**What you are asked to do:** Locate each line in the entries below that contains the word "layer" and copy those lines.

**Data for processing:**

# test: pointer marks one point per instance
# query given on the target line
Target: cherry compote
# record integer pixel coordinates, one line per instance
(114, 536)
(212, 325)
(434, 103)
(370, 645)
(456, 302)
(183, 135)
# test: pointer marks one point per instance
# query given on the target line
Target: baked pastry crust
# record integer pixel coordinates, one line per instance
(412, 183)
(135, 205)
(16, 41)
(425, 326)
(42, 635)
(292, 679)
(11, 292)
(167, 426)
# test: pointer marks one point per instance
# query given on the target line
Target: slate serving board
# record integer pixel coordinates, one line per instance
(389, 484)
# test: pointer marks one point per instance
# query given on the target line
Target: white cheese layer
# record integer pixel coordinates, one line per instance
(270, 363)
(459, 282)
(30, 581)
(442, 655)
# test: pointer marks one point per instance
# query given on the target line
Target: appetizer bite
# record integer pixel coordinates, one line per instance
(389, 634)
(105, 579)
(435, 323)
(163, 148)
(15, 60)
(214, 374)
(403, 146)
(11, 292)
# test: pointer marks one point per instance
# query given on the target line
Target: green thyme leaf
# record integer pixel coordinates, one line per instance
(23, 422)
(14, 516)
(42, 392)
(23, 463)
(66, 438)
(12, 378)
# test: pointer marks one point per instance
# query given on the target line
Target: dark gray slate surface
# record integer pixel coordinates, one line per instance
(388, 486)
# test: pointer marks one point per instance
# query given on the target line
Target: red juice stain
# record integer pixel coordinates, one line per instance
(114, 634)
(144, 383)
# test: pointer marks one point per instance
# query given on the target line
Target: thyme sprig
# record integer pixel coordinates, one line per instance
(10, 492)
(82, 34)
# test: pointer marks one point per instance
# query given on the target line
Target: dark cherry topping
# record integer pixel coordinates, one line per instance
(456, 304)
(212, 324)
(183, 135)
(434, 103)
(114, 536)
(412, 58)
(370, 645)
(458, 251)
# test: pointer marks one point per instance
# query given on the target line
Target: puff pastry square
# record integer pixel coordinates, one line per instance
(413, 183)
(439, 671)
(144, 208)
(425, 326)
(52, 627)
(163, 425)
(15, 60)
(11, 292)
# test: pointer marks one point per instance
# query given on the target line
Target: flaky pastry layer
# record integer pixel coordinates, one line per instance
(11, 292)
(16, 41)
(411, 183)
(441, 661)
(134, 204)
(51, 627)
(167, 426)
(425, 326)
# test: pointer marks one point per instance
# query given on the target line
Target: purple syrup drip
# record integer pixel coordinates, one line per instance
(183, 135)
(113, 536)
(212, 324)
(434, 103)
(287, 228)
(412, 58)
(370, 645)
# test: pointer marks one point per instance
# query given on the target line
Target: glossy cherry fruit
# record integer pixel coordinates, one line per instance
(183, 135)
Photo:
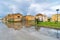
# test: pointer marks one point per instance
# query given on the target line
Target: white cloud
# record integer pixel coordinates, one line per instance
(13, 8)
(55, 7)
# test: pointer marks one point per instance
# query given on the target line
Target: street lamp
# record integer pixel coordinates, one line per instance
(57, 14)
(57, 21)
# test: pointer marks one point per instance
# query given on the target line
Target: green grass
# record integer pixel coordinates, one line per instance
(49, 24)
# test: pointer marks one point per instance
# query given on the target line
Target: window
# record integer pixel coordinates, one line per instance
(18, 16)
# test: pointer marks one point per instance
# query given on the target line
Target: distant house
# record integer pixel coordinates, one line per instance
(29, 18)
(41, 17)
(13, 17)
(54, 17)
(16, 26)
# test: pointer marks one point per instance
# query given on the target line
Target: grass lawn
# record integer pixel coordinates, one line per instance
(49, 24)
---
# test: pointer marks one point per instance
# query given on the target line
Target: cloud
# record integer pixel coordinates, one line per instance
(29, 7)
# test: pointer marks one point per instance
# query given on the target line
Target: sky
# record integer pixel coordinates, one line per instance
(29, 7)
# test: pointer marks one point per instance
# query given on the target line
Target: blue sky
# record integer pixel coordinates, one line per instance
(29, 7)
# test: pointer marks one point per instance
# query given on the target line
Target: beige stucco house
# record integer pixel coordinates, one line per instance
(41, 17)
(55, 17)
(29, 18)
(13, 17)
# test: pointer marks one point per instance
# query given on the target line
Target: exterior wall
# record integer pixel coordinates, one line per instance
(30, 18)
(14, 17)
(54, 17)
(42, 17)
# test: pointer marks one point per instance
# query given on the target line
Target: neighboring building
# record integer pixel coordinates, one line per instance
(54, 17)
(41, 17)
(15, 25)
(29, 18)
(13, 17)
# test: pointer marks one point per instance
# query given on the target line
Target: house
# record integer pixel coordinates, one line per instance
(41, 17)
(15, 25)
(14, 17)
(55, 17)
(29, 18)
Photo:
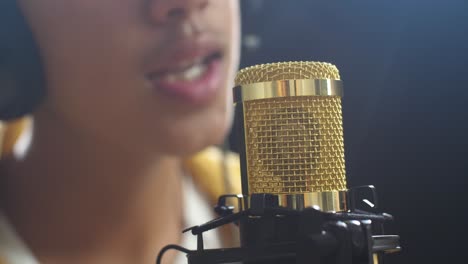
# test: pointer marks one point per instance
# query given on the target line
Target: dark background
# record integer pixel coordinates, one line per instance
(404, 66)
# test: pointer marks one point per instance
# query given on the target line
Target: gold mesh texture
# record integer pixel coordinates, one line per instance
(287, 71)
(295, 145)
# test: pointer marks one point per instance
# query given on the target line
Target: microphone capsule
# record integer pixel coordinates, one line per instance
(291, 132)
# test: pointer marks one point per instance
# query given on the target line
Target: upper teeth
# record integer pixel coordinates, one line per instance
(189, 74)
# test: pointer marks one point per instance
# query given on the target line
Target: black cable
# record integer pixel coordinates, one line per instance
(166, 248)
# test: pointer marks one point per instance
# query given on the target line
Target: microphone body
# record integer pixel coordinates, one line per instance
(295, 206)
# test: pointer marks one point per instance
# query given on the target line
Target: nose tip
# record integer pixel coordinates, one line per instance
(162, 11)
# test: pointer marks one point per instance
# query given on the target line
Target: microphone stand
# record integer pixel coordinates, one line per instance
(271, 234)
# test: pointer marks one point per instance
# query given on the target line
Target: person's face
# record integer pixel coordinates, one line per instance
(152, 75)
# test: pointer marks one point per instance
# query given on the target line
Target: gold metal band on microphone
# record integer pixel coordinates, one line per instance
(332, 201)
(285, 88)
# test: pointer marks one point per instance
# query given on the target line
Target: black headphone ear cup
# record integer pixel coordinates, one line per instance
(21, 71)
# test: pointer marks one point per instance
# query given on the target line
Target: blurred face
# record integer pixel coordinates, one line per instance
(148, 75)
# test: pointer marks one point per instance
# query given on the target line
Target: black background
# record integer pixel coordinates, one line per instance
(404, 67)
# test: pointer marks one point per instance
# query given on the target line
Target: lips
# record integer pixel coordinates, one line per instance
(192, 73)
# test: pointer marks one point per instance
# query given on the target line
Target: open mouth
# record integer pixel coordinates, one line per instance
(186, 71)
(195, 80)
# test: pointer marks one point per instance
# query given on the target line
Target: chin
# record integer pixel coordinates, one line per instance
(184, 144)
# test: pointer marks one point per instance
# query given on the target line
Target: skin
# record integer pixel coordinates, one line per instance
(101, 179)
--
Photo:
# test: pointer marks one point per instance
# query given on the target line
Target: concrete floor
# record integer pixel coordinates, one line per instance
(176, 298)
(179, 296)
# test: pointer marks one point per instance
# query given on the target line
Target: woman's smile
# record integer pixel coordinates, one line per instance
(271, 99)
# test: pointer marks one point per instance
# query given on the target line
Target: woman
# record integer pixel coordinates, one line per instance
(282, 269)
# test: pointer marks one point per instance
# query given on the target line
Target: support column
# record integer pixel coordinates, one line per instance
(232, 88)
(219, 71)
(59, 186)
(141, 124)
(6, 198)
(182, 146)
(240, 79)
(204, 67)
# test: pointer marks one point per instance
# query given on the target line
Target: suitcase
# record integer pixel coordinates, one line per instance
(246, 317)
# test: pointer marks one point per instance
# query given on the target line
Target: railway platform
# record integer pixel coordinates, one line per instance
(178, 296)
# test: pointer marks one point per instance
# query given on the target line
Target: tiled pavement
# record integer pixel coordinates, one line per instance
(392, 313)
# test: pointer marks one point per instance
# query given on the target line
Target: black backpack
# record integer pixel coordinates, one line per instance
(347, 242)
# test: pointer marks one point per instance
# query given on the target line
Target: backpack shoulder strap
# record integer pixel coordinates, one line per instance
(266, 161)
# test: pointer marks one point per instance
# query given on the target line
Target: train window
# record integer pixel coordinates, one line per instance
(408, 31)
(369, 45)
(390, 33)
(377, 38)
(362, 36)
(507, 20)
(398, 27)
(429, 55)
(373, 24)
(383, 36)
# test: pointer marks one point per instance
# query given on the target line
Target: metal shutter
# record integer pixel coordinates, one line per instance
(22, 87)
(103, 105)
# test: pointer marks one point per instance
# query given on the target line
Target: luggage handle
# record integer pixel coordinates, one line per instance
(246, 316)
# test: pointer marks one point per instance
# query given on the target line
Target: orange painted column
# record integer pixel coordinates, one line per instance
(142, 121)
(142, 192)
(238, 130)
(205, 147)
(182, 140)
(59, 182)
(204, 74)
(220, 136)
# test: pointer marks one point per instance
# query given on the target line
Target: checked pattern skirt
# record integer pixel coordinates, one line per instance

**Correct output:**
Target: white cheese layer
Target: flaky pastry layer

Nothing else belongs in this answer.